[Information provided Boundary: Start]

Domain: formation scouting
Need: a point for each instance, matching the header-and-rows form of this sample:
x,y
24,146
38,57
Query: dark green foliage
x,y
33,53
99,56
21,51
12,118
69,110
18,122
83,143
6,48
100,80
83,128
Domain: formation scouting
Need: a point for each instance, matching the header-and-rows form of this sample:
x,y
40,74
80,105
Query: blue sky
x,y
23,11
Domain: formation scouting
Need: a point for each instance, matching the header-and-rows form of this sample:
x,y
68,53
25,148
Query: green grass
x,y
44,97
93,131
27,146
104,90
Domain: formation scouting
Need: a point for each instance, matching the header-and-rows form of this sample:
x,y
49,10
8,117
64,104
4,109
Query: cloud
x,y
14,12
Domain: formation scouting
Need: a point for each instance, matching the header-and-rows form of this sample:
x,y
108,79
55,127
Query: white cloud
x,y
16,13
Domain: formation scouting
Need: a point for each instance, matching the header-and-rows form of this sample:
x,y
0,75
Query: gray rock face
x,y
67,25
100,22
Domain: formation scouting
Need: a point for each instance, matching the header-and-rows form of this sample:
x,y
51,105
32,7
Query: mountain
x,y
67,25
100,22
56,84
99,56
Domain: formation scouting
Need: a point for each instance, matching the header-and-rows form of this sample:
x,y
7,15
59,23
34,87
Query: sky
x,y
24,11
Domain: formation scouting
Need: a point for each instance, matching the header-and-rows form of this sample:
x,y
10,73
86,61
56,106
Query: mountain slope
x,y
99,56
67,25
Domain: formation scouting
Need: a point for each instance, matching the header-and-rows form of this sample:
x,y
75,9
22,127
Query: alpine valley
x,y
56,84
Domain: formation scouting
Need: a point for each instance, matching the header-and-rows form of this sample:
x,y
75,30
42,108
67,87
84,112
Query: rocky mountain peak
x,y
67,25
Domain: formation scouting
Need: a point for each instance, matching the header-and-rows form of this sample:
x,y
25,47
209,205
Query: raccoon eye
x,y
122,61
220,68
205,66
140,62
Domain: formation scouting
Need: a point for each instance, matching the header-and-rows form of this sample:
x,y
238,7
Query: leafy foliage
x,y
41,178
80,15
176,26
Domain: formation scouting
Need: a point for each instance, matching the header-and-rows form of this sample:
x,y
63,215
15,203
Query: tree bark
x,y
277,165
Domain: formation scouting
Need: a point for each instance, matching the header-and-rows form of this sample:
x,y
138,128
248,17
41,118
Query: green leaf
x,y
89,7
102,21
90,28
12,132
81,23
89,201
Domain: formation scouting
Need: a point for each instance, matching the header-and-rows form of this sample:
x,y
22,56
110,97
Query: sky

[Information provided Boundary: End]

● **What you will do**:
Nothing in the data may be omitted; transcribe it exactly.

● **Response**:
Domain: formation scouting
Need: a point for each instance, matching the header-and-rows form of this sample:
x,y
24,146
38,57
Query: dark green foliage
x,y
33,53
99,56
21,51
12,118
69,110
18,122
83,143
6,48
100,80
83,128
Domain: formation scouting
Need: a point for each instance, matching the header-and-rows form of this sample:
x,y
40,74
80,105
Query: blue sky
x,y
23,11
Domain: formation scouting
Need: a point for each instance, matching the header-and-rows form of this sample:
x,y
68,53
25,148
Query: green grass
x,y
44,97
93,131
27,146
104,90
Domain: formation scouting
Need: a point for each instance, matching the header-and-rows form of this sample:
x,y
49,10
8,117
64,104
4,109
Query: cloud
x,y
14,12
Domain: formation scouting
Need: a point for each instance, matching the header-and-rows form of this sample:
x,y
108,79
55,127
Query: white cloud
x,y
16,13
Domain: formation scouting
Need: a point for each instance, matching the header-and-rows form of this sample:
x,y
0,75
Query: gray rock face
x,y
67,25
100,22
Domain: formation scouting
Need: a point for each instance, matching the header-and-rows form of this sample:
x,y
51,105
32,7
Query: mountain
x,y
67,25
100,22
56,84
99,56
Domain: formation scouting
Need: a point for each instance, matching the header-and-rows form of this sample:
x,y
7,15
59,23
34,87
Query: sky
x,y
24,11
Domain: formation scouting
Need: a point for each instance, matching the header-and-rows form of this sample:
x,y
10,73
86,61
56,106
Query: mountain slope
x,y
99,56
67,25
Domain: formation scouting
Need: a point for each instance, matching the header-and-rows form of this sample:
x,y
75,9
22,127
Query: alpine valley
x,y
56,84
Domain: formation scouting
Need: a point for each instance, matching the header-and-rows form of this sample:
x,y
75,30
42,108
67,87
84,112
Query: rocky mountain peak
x,y
67,25
Domain: formation scouting
Need: a point for each instance, matching the header-and-rows form of this sample:
x,y
25,47
209,205
Query: raccoon eye
x,y
122,61
220,68
205,66
140,62
Domain: formation scouting
Need: a point for each instance, matching the header-and-rows form of this sample:
x,y
238,7
Query: leafy foliage
x,y
41,178
80,15
176,26
Domain: formation scouting
Need: a point for each instance, matching the header-and-rows form of this sample:
x,y
63,215
15,203
Query: tree bark
x,y
277,165
Domain: formation scouting
Need: a point for each instance, matching the header-and-rows form of this sample:
x,y
138,128
248,17
41,118
Query: green leaf
x,y
89,7
102,21
90,28
12,132
81,23
89,201
Domain: formation scouting
Need: a point for each instance, matching the header-and-rows form of this sample:
x,y
22,56
110,97
Query: sky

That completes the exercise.